• [What is needed] Could you output exactly the lines from the one containing "reads [[129, 93]]." through the end of the records below, and nothing more?

[Material provided — start]

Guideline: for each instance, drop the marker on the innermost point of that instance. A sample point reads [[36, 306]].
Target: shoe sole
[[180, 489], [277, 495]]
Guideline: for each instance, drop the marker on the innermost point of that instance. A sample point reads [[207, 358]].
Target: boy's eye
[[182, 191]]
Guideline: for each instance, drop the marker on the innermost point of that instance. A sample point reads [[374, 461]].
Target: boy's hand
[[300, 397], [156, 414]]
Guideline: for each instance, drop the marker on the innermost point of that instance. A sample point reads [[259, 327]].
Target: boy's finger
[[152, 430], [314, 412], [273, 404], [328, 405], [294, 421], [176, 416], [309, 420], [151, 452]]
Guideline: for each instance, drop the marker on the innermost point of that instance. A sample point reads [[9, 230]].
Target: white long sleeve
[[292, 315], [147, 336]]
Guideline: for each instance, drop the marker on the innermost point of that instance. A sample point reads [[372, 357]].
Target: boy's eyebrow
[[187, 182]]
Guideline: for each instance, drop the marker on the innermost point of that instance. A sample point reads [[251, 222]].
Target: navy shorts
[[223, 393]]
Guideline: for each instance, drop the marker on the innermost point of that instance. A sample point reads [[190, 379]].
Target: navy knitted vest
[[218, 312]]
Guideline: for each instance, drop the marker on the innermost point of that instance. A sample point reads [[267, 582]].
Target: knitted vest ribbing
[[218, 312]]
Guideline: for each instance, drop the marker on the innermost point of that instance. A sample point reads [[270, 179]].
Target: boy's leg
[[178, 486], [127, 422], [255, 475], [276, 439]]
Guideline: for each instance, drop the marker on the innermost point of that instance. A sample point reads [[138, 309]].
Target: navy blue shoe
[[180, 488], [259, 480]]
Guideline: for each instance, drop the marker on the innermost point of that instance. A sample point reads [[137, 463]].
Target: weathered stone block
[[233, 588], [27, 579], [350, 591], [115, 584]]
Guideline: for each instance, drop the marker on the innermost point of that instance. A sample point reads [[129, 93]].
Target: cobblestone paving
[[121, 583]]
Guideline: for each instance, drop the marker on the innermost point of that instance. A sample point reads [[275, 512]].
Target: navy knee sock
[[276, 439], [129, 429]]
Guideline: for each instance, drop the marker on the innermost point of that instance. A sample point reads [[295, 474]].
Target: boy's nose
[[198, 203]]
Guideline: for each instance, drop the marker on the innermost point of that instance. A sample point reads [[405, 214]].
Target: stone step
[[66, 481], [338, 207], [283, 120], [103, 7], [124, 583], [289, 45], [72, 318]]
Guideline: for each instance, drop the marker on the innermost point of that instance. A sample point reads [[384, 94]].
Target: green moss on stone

[Material provided — finish]

• [Result of the exercise]
Guideline: for each instance, drop the marker on the innermost point of that instance. A sample point reads [[129, 93]].
Target: cobblestone paving
[[121, 583]]
Guideline: for each instance, drop the marker on the innermost point of that instance. A sample point reads [[275, 512]].
Target: navy knee sock
[[276, 439], [129, 429]]
Guideline: for each instance, drop the marker on the innermost point of that instance. A sample point reads [[295, 474]].
Target: boy's nose
[[198, 203]]
Guideline: for each instance, drop the marker on the innermost point of that instance. A sample point reads [[405, 214]].
Target: stone step
[[66, 481], [338, 207], [283, 120], [103, 7], [124, 583], [289, 45], [72, 318]]
Guideline: for each instance, drop the marker on the innermost point of that instance. A sample point reads [[384, 94]].
Target: green moss on stone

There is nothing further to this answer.